Текстовый блок:
8. Мои проекты? Основной мой проект при приезде в Мексику состоял в
том, чтобы клеветники и фальсификаторы оставили меня в покое. Но этот проект
оказался неосуществимым. Вместо того, чтобы заниматься научной и
литературной работой, т. е. прежде всего закончить свою книгу о Ленине, я
оказался вынужден заниматься разбором московских подлогов. В ближайшее время
выйдет моя книга о двух последних процессах и о моем интернировании с женой
в Норвегии310. Я надеюсь вскоре вернуться к книге о Ленине. Одновременно с
этим я хочу изучать испанский язык, историю и экономику Мексики. В этой
прекрасной стране мы собираемся оставаться до тех пор, пока мексиканский
народ готов будет оказывать нам гостеприимство.
Л.Троцкий
11 февраля 1937 г.


    [Речь, адресованная митингу в Чикаго]311


Уважаемые слушатели, товарищи и друзья!
Среди ваших ораторов имеются представители разных течений
социалистической, коммунистической и демократической мысли Чикаго и
Соединенных Штатов вообще. Я не сомневаюсь, однако, что подавляющее
большинство среди вас, если не все, являются искренними сторонниками
Октябрьской революции и непоколебимыми защитниками Советского Союза.
Позвольте вам прежде всего сказать, что так называемые троцкисты в СССР, т.
е. мои действительные единомышленники, а не мнимые "троцкисты" по назначению
ГПУ окажутся в час опасности самыми надежными, самыми мужественными
защитниками Октябрьской революции от покушений фашизма. На этих людей можно
твердо положиться, это не чиновники, а революционеры, которые долгими годами
тюрьмы и ссылки доказали свою преданность знамени и свою самоотверженность.
Враги рабочего класса во всем мире пытаются использовать московские
процессы для того, чтоб скомпрометировать не только Советский Союз, но и
саму идею социализма в глазах народных масс. Такова, прежде всего, политика
желтой печати Херста. Некоторые радикальные ханжи делают отсюда тот вывод,
что надо отказаться от разоблачений и замолчать. Как будто дело в
разоблачениях, а не в самих процессах. Как будто опасность состоит в
диагнозе врача, а не в той болезни, которая втайне разъедает организм. Долой
ханжество! Лечение социальных бедствий начинается с открытого высказывания
того, что есть. Московских процессов нельзя вычеркнуть из истории. Они не
упали с неба. Они не выдуманы Сталиным. Они порождены интересами и духом
новой паразитической касты, которая угрожает всем завоеваниям величайшей из
Революций и которая в то же время под фирмой Коминтерна разлагает мировое
рабочее движение.

Фрагменты данных:
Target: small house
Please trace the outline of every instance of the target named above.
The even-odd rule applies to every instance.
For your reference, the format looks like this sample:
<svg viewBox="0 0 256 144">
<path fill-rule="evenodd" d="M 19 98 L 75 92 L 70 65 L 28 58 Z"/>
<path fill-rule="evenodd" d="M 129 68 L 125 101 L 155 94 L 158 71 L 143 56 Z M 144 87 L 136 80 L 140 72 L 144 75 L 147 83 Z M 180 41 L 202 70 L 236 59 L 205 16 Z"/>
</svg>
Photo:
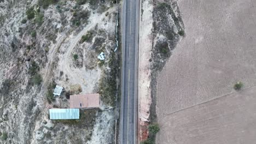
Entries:
<svg viewBox="0 0 256 144">
<path fill-rule="evenodd" d="M 70 95 L 70 108 L 96 108 L 100 107 L 98 93 Z"/>
<path fill-rule="evenodd" d="M 63 89 L 63 87 L 58 85 L 56 85 L 56 87 L 54 89 L 54 91 L 53 93 L 54 94 L 54 96 L 56 95 L 60 96 L 61 93 L 61 92 L 62 91 L 62 89 Z"/>
</svg>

Задания к упражнению:
1: Чью печать текст о московских процессах называет желтой?
2: Напишите продолжение текста о московских процессах.

Ответы по порядку:
1: Печать Херста.

2:
Именно для того, чтобы оградить трудящиеся массы от разочарования,
чтобы спасти честь социализма и его будущее, надо научить рабочих ясно
различать глубокие внутренние противоречия в Советском Союзе: его великие
завоевания и его варварское наследие; его социалистические возможности и его
социальные язвы. Советская бюрократия говорит: "Государство - это я!
Социализм - это я!" Мировая реакция пытается, со своей стороны, преступления
бюрократии изобразить как преступления социализма. Мы, революционные
марксисты, говорим: "Бюрократия - не революция, а болезненный нарост на
революции". Причина нароста - в изолированности Советского Союза, в его
отсталости, в бедности народа, в тяжких поражениях мирового пролетариата.
Если дать этому наросту беспрепятственно развиваться, он высосет все живые
соки организма и превратится в новый господствующий класс, который
окончательно растопчет социальные завоевания Революции.
Иные люди хотели бы вечно колебаться, чтобы не брать на себя
ответственности. "Почему, - говорят они, - мы должны верить Троцкому больше,
чем Сталину?" Такая постановка вопроса ложна в корне. Слепого доверия
требуют тоталитарные режимы с непогрешимым "вождем" во главе: все равно,
идет ли дело о фашисте Гитлере или о бывшем большевике Сталине. Я не требую
доверия! Я предлагаю проверку. Путь проверки очень прост. Надо создать
следственную комиссию из авторитетных представителей рабочего движения,
научной мысли, юриспруденции, литературы и искусства. Я пользуюсь вашим
митингом, чтобы повторить снова: если эта комиссия признает, что я прямо или
косвенно виновен хотя бы в небольшой части тех чудовищных преступлений,
которые Сталин пытается возложить на меня, - я добровольно отдамся в руки
палачей ГПУ.
Я вынужден, однако, предупредить вас заранее: Сталин этого вызова не
примет
. Он не может его принять. Он предпочитает нанимать бюрократов из
Коминтерна и других субъектов с гибкой совестью для внесения заразы в умы.
Но если Сталин отступит перед следственной комиссией, вы не отступите. Если
Сталин неспособен доказать, что его обвинения правдивы, то мы можем
доказать, что они ложны. Пусть слабонервные или слишком осторожные "друзья"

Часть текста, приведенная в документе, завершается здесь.